### Directive
Find every line below that contains the word "mirror", and copy each of those lines.

### Data for this exercise
--------------------------------------------------

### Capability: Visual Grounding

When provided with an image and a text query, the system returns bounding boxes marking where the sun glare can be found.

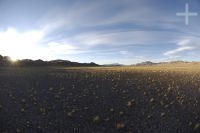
[0,28,43,61]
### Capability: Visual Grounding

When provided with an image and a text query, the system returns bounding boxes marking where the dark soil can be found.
[0,67,200,133]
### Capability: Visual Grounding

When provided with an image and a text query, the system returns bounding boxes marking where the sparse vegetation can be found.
[0,66,200,133]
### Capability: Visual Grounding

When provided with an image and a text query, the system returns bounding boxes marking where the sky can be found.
[0,0,200,65]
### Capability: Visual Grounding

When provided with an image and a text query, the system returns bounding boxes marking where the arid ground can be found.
[0,65,200,133]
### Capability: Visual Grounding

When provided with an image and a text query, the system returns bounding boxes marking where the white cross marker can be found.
[176,3,198,25]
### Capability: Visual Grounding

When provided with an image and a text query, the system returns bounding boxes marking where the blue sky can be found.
[0,0,200,64]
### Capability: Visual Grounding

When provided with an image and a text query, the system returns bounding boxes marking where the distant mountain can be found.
[102,63,124,66]
[0,55,99,67]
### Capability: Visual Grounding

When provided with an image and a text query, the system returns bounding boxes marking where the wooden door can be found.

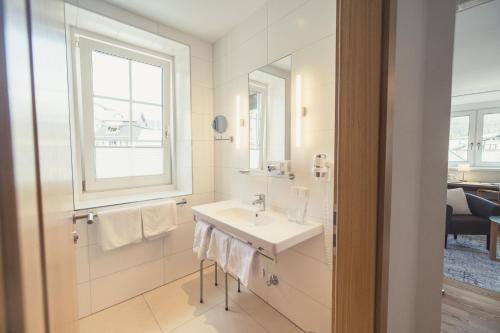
[332,0,389,333]
[0,0,78,333]
[30,0,78,333]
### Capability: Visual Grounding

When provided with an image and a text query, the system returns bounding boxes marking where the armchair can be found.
[444,193,500,250]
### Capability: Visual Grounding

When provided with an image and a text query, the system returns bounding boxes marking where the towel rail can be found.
[194,215,277,262]
[73,198,187,224]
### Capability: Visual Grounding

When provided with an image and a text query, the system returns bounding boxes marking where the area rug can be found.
[444,235,500,292]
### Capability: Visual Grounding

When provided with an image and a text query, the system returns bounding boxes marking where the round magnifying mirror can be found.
[212,116,227,134]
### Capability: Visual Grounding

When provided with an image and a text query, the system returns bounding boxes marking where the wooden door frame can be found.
[332,0,396,333]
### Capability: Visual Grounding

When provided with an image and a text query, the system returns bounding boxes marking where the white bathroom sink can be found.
[192,200,323,255]
[217,207,273,227]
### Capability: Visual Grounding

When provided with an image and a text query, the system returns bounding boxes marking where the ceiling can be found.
[106,0,266,43]
[453,0,500,96]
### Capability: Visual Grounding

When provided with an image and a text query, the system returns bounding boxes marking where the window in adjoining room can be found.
[448,108,500,168]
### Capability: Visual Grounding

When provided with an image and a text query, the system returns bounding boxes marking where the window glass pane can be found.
[92,51,130,99]
[481,113,500,163]
[132,61,162,105]
[132,103,163,147]
[95,147,164,179]
[94,97,130,147]
[448,116,470,162]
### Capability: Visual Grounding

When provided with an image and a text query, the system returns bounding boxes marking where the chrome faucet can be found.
[252,194,266,212]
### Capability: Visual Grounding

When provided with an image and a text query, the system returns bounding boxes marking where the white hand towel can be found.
[207,229,231,272]
[227,238,257,286]
[141,200,177,239]
[193,221,212,260]
[97,208,142,251]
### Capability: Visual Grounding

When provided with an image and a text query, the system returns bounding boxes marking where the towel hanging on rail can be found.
[227,238,258,287]
[193,221,212,260]
[207,229,231,272]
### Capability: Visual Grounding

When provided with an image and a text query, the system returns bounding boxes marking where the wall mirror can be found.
[248,56,292,175]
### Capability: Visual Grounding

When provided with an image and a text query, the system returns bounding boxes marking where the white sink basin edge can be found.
[192,200,323,255]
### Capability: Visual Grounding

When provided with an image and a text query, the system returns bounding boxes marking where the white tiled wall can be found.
[213,0,336,333]
[68,0,214,317]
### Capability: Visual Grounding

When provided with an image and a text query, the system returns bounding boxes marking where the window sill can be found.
[448,167,500,173]
[75,190,192,210]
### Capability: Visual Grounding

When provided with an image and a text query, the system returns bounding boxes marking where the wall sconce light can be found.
[295,74,307,147]
[457,163,470,182]
[235,95,241,149]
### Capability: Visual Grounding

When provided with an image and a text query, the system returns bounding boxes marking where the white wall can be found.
[449,0,500,182]
[387,0,456,333]
[453,0,500,96]
[68,0,214,317]
[214,0,336,333]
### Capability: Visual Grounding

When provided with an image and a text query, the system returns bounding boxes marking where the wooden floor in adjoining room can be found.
[441,277,500,333]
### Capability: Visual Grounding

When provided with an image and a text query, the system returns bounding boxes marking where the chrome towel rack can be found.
[73,198,187,224]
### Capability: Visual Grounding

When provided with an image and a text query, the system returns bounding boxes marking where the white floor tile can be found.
[80,295,162,333]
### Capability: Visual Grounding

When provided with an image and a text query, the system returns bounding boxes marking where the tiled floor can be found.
[80,269,303,333]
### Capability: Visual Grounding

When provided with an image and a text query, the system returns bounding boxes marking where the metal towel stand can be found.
[200,260,241,311]
[194,216,276,311]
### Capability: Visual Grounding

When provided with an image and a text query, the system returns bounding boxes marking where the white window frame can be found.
[448,107,500,169]
[248,80,268,171]
[448,111,476,166]
[71,28,175,193]
[474,108,500,168]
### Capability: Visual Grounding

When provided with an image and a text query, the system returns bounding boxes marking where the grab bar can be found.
[73,198,187,224]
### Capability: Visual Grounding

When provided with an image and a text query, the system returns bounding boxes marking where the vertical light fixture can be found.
[295,74,303,147]
[235,95,241,149]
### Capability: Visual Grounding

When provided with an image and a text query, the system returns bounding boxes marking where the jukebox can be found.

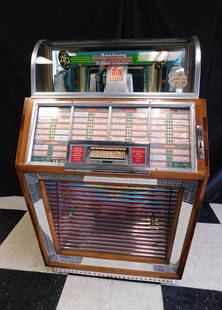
[16,37,209,281]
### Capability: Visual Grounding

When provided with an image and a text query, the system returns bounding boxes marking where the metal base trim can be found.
[53,268,176,285]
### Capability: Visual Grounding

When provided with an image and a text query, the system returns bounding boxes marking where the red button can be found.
[71,146,84,162]
[132,148,145,164]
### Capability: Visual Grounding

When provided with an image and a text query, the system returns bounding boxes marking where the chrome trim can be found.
[190,104,197,172]
[193,36,201,98]
[25,104,39,164]
[31,92,199,99]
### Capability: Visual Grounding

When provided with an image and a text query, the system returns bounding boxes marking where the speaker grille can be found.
[42,181,181,260]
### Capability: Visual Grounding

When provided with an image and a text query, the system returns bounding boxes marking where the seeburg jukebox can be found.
[16,37,209,281]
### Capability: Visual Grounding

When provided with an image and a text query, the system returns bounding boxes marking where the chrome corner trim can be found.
[31,40,46,96]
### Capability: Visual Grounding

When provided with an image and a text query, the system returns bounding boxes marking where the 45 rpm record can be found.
[59,50,71,70]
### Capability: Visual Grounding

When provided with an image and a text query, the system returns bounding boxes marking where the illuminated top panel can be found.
[31,37,200,98]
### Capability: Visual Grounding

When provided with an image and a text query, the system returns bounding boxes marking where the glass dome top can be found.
[31,37,201,98]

--------------------------------------------------

### Response
When provided with an image and a text query, the system returns bounding boxes marking where the round magnifying mirror can be found.
When provided with an image and a text query, the system returns bounding boxes marking where the wall mirror can be found.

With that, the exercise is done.